=== Passage provided ===
########
We can also see that the more points per game, the more sensitive the chance of winning the whole game is to the chance of winning any individual point — shown by the lines getting increasingly steeper around the 50% mark as we add more and more points to the game. In effect we are reducing the randomness of each game as we add more and more ‘trials’ (points) and so increasing the chance that the ‘better player’ (i.e. p>0.5) will indeed prevail. This is similar to The Law of Large Numbers stating that as we add trials the sample mean will approach the population mean. Instead here, as we add trials the probability of the better player winning the game approaches 1 - where we can think of 1 here as the output of an indicator function where:

• 1 means a is the better player
• 0 means b is the better player

What’s the point?
########
=== Entries supplied ===
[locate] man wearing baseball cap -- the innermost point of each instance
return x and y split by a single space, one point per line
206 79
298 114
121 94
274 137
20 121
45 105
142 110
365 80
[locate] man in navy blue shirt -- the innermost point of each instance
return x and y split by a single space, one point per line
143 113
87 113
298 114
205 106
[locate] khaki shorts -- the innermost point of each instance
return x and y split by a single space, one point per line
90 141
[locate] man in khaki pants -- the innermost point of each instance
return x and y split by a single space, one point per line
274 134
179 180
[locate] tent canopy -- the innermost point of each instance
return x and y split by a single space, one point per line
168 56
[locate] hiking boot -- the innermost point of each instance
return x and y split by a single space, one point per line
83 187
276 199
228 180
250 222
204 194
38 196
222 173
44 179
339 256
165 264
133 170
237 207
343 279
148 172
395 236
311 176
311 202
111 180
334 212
########
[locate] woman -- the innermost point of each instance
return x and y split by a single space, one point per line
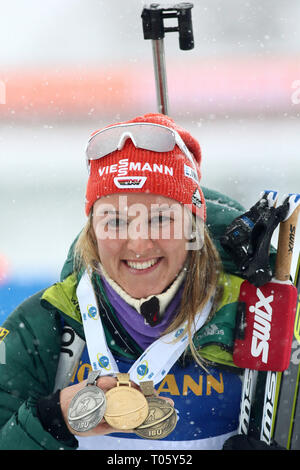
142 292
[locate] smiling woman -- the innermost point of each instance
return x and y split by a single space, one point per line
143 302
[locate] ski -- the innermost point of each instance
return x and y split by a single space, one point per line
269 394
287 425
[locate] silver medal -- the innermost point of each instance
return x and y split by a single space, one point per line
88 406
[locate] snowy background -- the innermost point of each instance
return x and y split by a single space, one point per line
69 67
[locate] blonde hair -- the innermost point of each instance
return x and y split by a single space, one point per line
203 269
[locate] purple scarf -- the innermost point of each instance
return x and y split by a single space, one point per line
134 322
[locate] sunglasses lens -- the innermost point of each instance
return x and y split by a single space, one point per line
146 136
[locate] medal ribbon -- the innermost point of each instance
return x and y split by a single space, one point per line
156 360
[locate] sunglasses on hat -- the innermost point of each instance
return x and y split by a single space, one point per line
########
=== What you will do ===
Carry on the passage on points per game and winning chances, starting right after its last line. The entries have nothing to do with the passage on points per game and winning chances.

=== Exercise output ===
The point is if it was decided that a game of tennis should be a first to 8 race, or more, then we would have a much more boring sport. Every game of tennis has a server and returner and so by definition the server has the advantage. This advantage in professional men’s tennis is around p=65%. If we had longer games then we would have:

• many fewer break points
• as a result much less interesting tennis matches

In fact we can use what we have done above to show this. With p=65% and a tennis game of ‘first-to-4’ we have the probability of being broken as 20%. If we then up the game length to 8 points we end up with this probability dropping to 11.4% - almost half as many breaks. It’s not just the fact that the tennis scoring system is discretised that makes it exciting, it’s that it is discretised into a suitable size of increment that gives the game enough randomness to prevent the slightly better player always winning every time. Which if you are that better player feels unjust, but if you’re anyone else just feels a bit more exciting.